_Текст для чтения_
################
Ричард Пайпс - Русская революция. Книга 1. Агония старого режима. 1905 — 1917
Хотя типичное хозяйство основывалось на родственных отношениях и все его члены были связаны кровными или брачными узами, основной критерий был все же экономический — то есть труд. Спаянность хозяйства зиждилась именно на совместном труде под руководством хозяина. Сын, оставивший деревню ради самостоятельной жизни, переставал быть членом хозяйства и лишался права на долю имущества. В свою очередь, чужеродцы (например, зять, пасынок, приемные дети), ставшие в хозяйстве постоянными работниками, получали права членов семьи3. Иногда на этом свободном основании создавались дворы из крестьян, не связанных между собой ни кровными, ни брачными узами.
Уклад русского крестьянского двора воспроизводил простую авторитарную модель, при которой все права над людьми и их имуществом принадлежали одному человеку — «большаку», или хозяину. Главой семьи был, как правило, отец, но его полномочия с общего согласия могли быть отданы и другому взрослому члену семейства. У главы были разнообразные обязанности: он распределял все полевые и домашние работы, имущество, разбирал семейные раздоры и представлял двор и имущество в сношениях с внешним миром. Крестьянский обычай наделял его непререкаемой властью над двором: в некоторых отношениях он был преемником власти, присущей владельцу крепостных — помещику. После манифеста 1861 года об освобождении крестьян правительство вменяло большаку в обязанность передавать в руки административной власти своих домочадцев для отбытия наказания. Он был главой семейства в самом архаическом смысле слова, чем-то вроде царя в миниатюре.
################
_Задание 1_
Определите, соответствуют ли тексту для чтения следующие утверждения: (а) сын, покинувший деревню ради самостоятельной жизни, сохранял право на долю имущества; (б) полномочия главы семьи могли быть переданы другому взрослому члену семейства; (в) основным критерием хозяйства служило родство. Для каждого утверждения ответьте «да» или «нет» и приведите точную цитату из текста, на которой основан ответ.
_Задание 2_
Перечислите все примеры чужеродцев, которые приводятся в тексте для чтения.
_Задание 3_
Процитируйте отрывок из текста для чтения, начав со слов «Ричард Пайпс - Русская» и закончив словами «ни брачными узами.».

_Фрагмент данных_
################
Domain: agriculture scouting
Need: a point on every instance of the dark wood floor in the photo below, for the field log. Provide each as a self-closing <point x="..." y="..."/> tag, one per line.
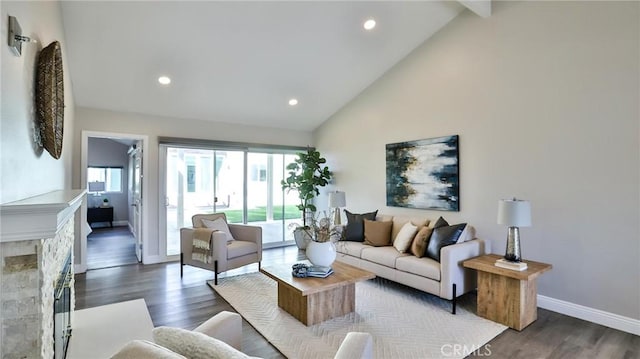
################
_Результат задания 1_
(а) Нет: «Сын, оставивший деревню ради самостоятельной жизни, переставал быть членом хозяйства и лишался права на долю имущества».
(б) Да: «его полномочия с общего согласия могли быть отданы и другому взрослому члену семейства».
(в) Нет: «основной критерий был все же экономический — то есть труд».

_Результат задания 2_
Зять, пасынок, приемные дети.

_Результат задания 3_
Ричард Пайпс - Русская революция. Книга 1. Агония старого режима. 1905 — 1917
Хотя типичное хозяйство основывалось на родственных отношениях и все его члены были связаны кровными или брачными узами, основной критерий был все же экономический — то есть труд. Спаянность хозяйства зиждилась именно на совместном труде под руководством хозяина. Сын, оставивший деревню ради самостоятельной жизни, переставал быть членом хозяйства и лишался права на долю имущества. В свою очередь, чужеродцы (например, зять, пасынок, приемные дети), ставшие в хозяйстве постоянными работниками, получали права членов семьи3. Иногда на этом свободном основании создавались дворы из крестьян, не связанных между собой ни кровными, ни брачными узами.